◆ **Work instructions**
Return the entries below verbatim. Pictures stay out.

::: Input records :::

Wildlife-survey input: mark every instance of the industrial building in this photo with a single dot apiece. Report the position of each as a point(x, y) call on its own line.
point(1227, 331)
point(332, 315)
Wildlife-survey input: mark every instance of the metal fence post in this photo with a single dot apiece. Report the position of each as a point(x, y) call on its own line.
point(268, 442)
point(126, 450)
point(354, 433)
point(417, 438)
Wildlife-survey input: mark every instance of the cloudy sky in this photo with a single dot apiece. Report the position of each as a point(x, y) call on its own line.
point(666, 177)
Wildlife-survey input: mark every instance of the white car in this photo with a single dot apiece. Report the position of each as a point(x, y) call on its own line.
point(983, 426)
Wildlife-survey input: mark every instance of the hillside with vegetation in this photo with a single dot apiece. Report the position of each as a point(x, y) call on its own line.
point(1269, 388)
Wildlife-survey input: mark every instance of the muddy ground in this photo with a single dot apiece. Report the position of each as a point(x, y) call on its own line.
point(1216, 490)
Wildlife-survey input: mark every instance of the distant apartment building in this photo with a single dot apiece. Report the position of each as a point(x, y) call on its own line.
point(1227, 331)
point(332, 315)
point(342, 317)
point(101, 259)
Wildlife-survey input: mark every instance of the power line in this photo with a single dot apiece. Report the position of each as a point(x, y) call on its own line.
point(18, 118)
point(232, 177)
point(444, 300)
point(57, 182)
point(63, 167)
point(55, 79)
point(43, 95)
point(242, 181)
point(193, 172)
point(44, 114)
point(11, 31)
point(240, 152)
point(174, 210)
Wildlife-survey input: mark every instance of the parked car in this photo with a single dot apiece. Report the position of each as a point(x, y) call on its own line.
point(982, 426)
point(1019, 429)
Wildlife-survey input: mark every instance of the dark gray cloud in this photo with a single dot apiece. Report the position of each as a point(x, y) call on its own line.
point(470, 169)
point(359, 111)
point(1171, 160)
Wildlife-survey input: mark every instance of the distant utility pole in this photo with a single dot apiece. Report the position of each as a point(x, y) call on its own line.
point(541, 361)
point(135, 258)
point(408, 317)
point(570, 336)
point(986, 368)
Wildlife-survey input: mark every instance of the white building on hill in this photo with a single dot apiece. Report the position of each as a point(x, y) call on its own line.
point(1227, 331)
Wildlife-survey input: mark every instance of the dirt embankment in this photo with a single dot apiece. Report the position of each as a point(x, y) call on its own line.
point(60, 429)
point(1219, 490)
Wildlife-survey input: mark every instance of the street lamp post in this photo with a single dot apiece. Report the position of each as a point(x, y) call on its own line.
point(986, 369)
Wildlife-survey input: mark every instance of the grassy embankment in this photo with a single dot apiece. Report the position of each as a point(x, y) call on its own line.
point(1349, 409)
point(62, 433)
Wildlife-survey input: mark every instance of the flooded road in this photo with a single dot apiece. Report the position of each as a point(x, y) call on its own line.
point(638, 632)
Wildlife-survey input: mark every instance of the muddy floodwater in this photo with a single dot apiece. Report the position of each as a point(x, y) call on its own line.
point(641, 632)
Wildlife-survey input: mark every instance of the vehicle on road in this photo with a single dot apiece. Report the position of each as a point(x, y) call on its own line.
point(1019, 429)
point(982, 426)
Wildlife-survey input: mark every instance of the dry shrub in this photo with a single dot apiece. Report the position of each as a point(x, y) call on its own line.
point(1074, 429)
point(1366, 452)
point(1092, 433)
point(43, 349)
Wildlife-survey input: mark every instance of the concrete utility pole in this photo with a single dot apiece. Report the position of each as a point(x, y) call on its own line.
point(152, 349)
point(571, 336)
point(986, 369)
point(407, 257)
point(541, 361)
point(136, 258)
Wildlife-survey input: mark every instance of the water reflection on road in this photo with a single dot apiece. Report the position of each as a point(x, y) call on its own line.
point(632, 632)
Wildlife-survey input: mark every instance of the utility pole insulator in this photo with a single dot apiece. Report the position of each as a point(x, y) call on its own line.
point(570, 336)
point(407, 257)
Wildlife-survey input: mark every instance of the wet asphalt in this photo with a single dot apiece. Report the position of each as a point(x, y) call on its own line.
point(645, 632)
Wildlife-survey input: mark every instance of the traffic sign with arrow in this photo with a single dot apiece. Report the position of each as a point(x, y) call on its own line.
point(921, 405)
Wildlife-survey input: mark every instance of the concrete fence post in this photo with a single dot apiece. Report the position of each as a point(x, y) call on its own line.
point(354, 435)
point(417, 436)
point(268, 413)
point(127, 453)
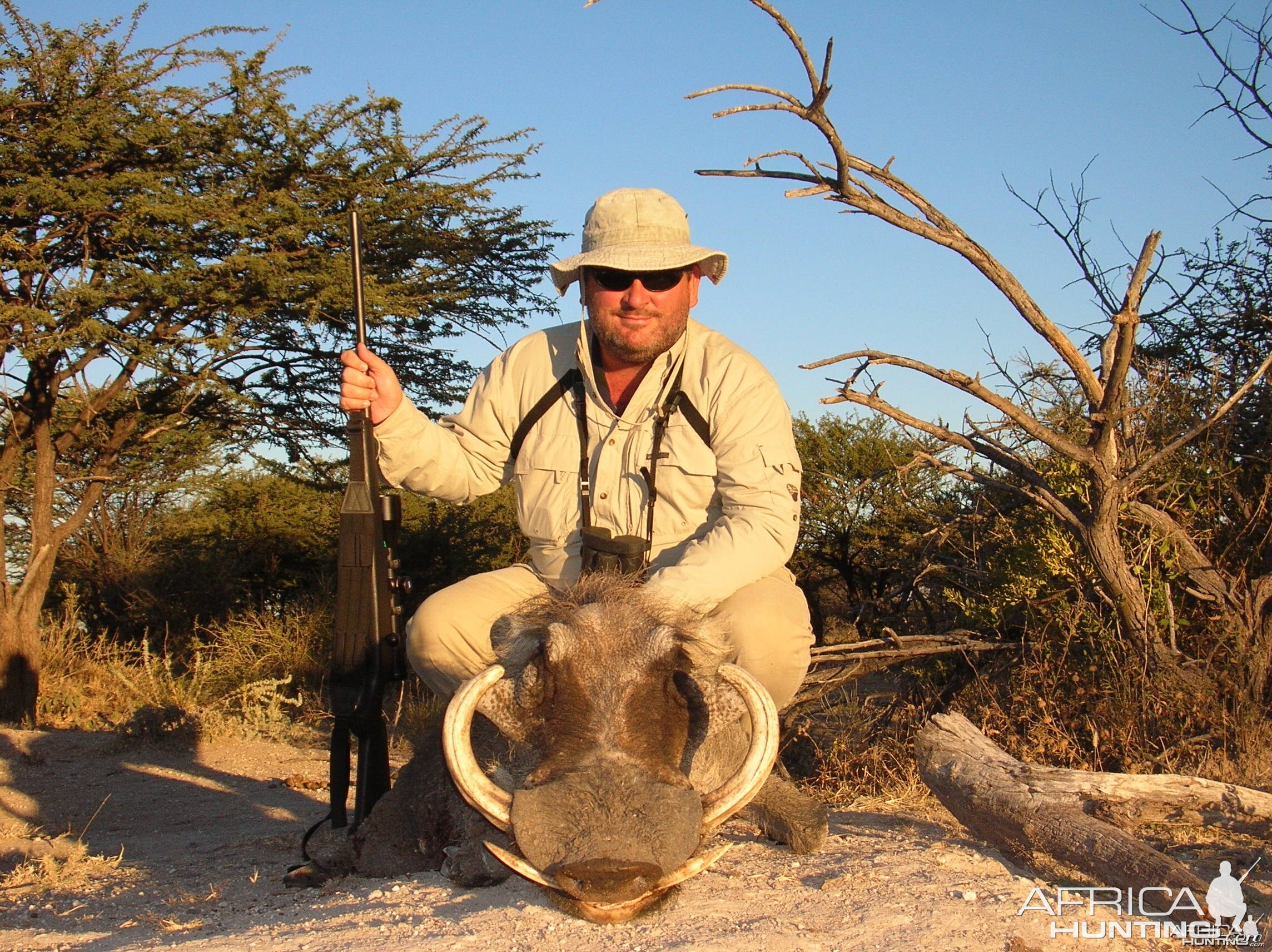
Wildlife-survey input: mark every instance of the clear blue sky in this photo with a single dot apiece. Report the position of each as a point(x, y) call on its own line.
point(965, 95)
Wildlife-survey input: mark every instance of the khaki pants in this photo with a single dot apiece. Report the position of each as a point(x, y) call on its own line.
point(448, 638)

:::

◆ **Solution to the problem**
Wildlife-survey input: mark every instance of the industrial building in this photo with a single dot apiece. Report the position of each as a point(x, y) call on its own line.
point(1227, 331)
point(332, 315)
Wildlife-survey input: mark every instance of the metal fence post in this photo with a single dot apiece. Report the position of each as a point(x, y) call on its own line.
point(268, 442)
point(126, 450)
point(354, 433)
point(417, 438)
Wildlife-survey input: mark every instance of the cloudy sky in this photo with a single dot apiece. Report the position of each as a point(x, y) call on its own line.
point(666, 177)
Wildlife-survey input: mark every instance of the white car in this photo with a single dot apiece. Report the position of each as a point(x, y) call on its own line.
point(983, 426)
Wildlife-survey input: mark every instance of the hillside with vegetation in this photo with a single dot apiece. Report the position of each as a point(x, y) call on its own line.
point(1269, 388)
Wildlife-survey input: mark every instance of the muddy ground in this photo with a single dot apiece. Report the position of each as a point(x, y) call on its own line.
point(1216, 490)
Wildlife-survey input: mark every instance of the distant apartment building in this photo with a single dot apiece. Report the position of each as a point(x, y) call on its own line.
point(1227, 331)
point(332, 315)
point(342, 317)
point(101, 259)
Wildlife-survey input: mark every instance of the power line in this photo with a single dot apiece. Report the position of each as a point(x, y) call on its own line.
point(18, 118)
point(232, 177)
point(444, 300)
point(57, 182)
point(63, 167)
point(55, 79)
point(43, 95)
point(242, 181)
point(193, 172)
point(44, 114)
point(11, 31)
point(240, 152)
point(174, 210)
Wildlife-survey input: mark every instance of the parked car in this photo with a single dot apiece. Report the position of each as a point(x, y) call on its own line.
point(982, 426)
point(1019, 429)
Wildlife-survey input: mark every instance of the dark gray cloud in this photo with a single dot apiece. Report the position of each as a point(x, y) call on its own line.
point(470, 169)
point(359, 111)
point(1171, 160)
Wildlife-survey input: mark every instance of the distant utility pole in this photo with a single dot apiece. Report the position of each as a point(x, y) call on its own line.
point(541, 361)
point(135, 258)
point(408, 317)
point(570, 336)
point(986, 368)
Wildlife-survey input: mark every instance of the white building on hill in this photo with a single dot apiece. Report the position of each as a point(x, y) call on its own line.
point(1227, 331)
Wildlife-survey input: mark every instance of the dirt embankment in this photo with a single dot apiece. Report the position of each as a point(x, y) call on its own line.
point(60, 429)
point(1219, 490)
Wildlife-survey input: mark every instance of the street lamp post in this photo with a single dot apiece. Report the position of each as a point(x, y) call on its own line.
point(986, 369)
Wildlife-survey input: mark every instance of the grassy embankment in this photo with a single dot apiece. Report the position of each as a point(x, y) call on its own line.
point(1349, 409)
point(62, 433)
Wildlife-survey input: mark every instance of the flooded road in this photo with a single dot apiece. Report the position of each as a point(x, y) call on its own line.
point(638, 632)
Wildlife-survey input: mark every instance of the muddy floodwater in this photo with a single dot apiece. Report the position of each as a point(x, y) call on its own line.
point(641, 632)
Wildlife-survey input: mark every instance of the vehicle on road in this photo with a single dot apiece. Report the position of each as a point(x, y) call on its own line.
point(1019, 429)
point(982, 426)
Wildlife-survey input: mark every instance of the dry shrub in this photo with a single dot apiece. Report the position of each as a point(x, y) call on its own line.
point(1074, 429)
point(1366, 452)
point(1092, 433)
point(43, 349)
Wildlife-survey input: mark every instance of the concrete utility pole in this photo with a single dot apiece. Report the position of each as a point(x, y) call on its own line.
point(152, 349)
point(571, 336)
point(986, 369)
point(407, 257)
point(541, 361)
point(136, 258)
Wildlife-survey input: mark every instance of the water reflection on road in this photo with a single dot apiece. Report the position of each as a point(x, y) call on its own line.
point(632, 632)
Wildlife-survey input: mark every instance of the utility pole insulator in this photo with a single dot apiece. Report the position of each as a point(x, y) call on its own line.
point(570, 336)
point(407, 257)
Wildlife-survey input: mark every instance of the wet asphalt in this photo with a single dot apiece. Report the position of each as a point(x, y) call on its own line.
point(645, 632)
Wildlife-survey input: mark every instance of the traffic sign with arrow in this photo with a single dot apiece. Report the position of each as a point(x, y) call on its own line.
point(921, 405)
Wildlife-survey input: mark every instance of the concrete fence post in this photo with a single dot apiece. Report the position of each as a point(x, y) call on its own line.
point(354, 435)
point(417, 436)
point(268, 413)
point(127, 453)
Wildlife-survey input: mark every instance of the clear blue sky in this photo with a single dot apiece. Report the position of each as a point(x, y) call on its own line.
point(965, 95)
Wildlife-survey input: mark every instance of the khaki pants in this photo with a single dot apiece. Report the position of each as a point(x, y) call on its own line.
point(448, 638)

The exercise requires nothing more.